■ **SOURCE EXCERPT**
◇ ◇ ◇ ◇ ◇ ◇ ◇
If the nominations for the 66th Grammy Awards make anything clear, it’s this: When music’s highest honors are handed out in February, the winner of the most-coveted prizes will be either a female act — or Jon Batiste.
Women thoroughly dominate the major all-genre categories in nominations announced Friday by the Recording Academy, with work by female vocalists and musicians nabbing seven of the eight nods each for album, record and song of the year, and women taking more than half of the slots in best new artist.
SZA, the witty and adventurous R&B singer known for her frank depiction of millennial romance, leads the field with nine nominations overall, including for album of the year (for her smash “SOS”) and record and song of the year (for her No. 1 single, “Kill Bill”). Behind her with seven nods each are Phoebe Bridgers, whose supergroup rock band Boygenius is up for album of the year (for “The Record”) and record of the year (for “Not Strong Enough”), and the ascendant R&B singer-songwriter Victoria Monét, who scored nominations for record of the year (for “On My Mama”) and best new artist, among other prizes.
◇ ◇ ◇ ◇ ◇ ◇ ◇
■ **INFORMATION SHOWN**

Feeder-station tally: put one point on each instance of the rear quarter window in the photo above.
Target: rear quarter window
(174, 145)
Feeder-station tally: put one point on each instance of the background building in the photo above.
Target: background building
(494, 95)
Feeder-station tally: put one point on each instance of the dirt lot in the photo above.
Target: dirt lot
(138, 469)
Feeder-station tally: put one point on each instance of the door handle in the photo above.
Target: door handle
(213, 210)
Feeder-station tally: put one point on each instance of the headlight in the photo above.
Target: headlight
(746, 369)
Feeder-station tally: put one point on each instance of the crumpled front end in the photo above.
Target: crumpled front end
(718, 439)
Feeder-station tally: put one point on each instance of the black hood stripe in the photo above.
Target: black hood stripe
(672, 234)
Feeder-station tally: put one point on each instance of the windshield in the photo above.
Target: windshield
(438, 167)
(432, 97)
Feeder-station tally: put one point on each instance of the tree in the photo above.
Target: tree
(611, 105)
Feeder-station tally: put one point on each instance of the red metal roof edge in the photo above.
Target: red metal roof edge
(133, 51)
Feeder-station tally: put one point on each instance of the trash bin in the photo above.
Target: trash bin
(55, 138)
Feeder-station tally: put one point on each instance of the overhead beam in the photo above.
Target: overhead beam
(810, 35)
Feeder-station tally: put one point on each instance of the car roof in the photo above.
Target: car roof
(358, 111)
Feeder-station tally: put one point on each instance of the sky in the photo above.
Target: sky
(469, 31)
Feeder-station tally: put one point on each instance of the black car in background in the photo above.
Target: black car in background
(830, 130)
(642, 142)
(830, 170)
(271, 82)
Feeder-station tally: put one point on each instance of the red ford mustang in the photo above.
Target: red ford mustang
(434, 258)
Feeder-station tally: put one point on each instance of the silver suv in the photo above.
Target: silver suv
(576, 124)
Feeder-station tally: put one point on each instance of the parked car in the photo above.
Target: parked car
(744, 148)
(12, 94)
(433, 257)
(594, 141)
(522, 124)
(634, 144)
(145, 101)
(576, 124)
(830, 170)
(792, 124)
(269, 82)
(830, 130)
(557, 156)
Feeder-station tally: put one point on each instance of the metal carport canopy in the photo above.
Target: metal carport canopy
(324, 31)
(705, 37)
◇ ◇ ◇ ◇ ◇ ◇ ◇
■ **REQUIRED TASK**
From the Grammy nominations passage above, reproduce the wording word for word, beginning at "Women thoroughly dominate" and stopping after "best new artist.".

■ **WORKED ANSWER**
Women thoroughly dominate the major all-genre categories in nominations announced Friday by the Recording Academy, with work by female vocalists and musicians nabbing seven of the eight nods each for album, record and song of the year, and women taking more than half of the slots in best new artist.